- _Text segment_:
▼

Seems like you are forgetting about laborers getting more of the profits of companies and the inverse of non-profitable or barely profitable companies surviving on artificially low labor rates. You mention “society” as if it is distinct from the laborers, but society consists of these laborers.


I think this makes sense with what I'm saying.

Laborers get more of the profits of companies and in turn get wealthier. However, the costs of services in turn go up (due to rising cost of labor), so those laborers (society) cannot actually afford more services (provided by people). Workers can more easily purchase goods which benefit from increasing automation and technology.

So, these workers which are capturing more of the profit can afford to buy fancier kitchen appliances and cook themselves better meals. But, can they all then afford to go out to eat more -- when going out to eat is primarily an endeavor dependent on the labor of others (and thus it becomes more expensive)?


No. I am suggesting that laborers get more of the profits and prices do not rise. Business owners actually get less profit. You keep assuming that business owners can and will just raise prices and the markets will bear it, but this is not always the case.


Let's say there is a masseuse. They use their labor to give massages. They are also self employed, so they own their own business. If the cost of labor rises, the masseuse makes more money from giving massages, but this necessarily means that the price of their massages is going up (the cost of labor and the price of the massage are the same thing). Okay, let's take this one step further.

Let's assume that there is a massage parlor, with masseuses who do not own the business, and that the owner of the business has some profit. Cost of labor goes up, and now the business owner no longer has any profit, and it is earned by the masseuses. Yay! However, what happens if/when cost of labor goes up further, and there is no more profit? Prices will rise.

> You keep assuming that business owners can and will just raise prices and the markets will bear it, but this is not always the case.

I think this is my point actually. Markets won't always bear it. Sometimes they will raise their prices and the markets won't bear it, and then the business will no longer exist, and society won't be able to pay for it. E.g., the business of a hotel that makes everyones beds every day, or the business that builds a beautiful NYC building adorned with hand carved stone across the entire facade.

▲

- _Given problem A_:
Copy the passage on labor costs and prices word for word, starting at "Let's assume that" and ending at "the entire facade.".
- _Given problem B_:
How many lines of the listing contain the string "prickly", with case counting? Reply with the number alone.

- _Raw data_:
▼

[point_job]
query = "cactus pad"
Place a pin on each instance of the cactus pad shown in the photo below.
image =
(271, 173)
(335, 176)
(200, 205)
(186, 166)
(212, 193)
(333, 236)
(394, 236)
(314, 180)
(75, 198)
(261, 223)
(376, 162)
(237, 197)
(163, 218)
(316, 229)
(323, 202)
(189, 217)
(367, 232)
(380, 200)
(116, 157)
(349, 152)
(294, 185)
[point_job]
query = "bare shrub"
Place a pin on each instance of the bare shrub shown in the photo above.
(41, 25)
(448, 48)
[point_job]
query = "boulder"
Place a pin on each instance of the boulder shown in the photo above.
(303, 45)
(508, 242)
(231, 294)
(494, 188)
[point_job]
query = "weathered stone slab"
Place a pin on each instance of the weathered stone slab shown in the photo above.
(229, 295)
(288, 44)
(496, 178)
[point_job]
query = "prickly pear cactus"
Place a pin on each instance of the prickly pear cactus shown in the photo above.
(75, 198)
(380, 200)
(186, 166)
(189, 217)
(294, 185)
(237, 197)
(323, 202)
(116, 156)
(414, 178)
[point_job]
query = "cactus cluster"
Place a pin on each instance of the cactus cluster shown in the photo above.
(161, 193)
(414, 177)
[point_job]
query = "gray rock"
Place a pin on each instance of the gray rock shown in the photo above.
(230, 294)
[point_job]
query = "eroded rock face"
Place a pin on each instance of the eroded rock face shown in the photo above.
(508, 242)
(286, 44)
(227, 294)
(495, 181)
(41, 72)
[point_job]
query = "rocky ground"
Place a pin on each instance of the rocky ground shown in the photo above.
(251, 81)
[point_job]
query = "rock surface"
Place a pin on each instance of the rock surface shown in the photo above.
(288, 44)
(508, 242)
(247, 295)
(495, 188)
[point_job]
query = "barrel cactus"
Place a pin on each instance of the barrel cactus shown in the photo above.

▲

- _Solution A_:
Let's assume that there is a massage parlor, with masseuses who do not own the business, and that the owner of the business has some profit. Cost of labor goes up, and now the business owner no longer has any profit, and it is earned by the masseuses. Yay! However, what happens if/when cost of labor goes up further, and there is no more profit? Prices will rise.

> You keep assuming that business owners can and will just raise prices and the markets will bear it, but this is not always the case.

I think this is my point actually. Markets won't always bear it. Sometimes they will raise their prices and the markets won't bear it, and then the business will no longer exist, and society won't be able to pay for it. E.g., the business of a hotel that makes everyones beds every day, or the business that builds a beautiful NYC building adorned with hand carved stone across the entire facade.

- _Solution B_:
2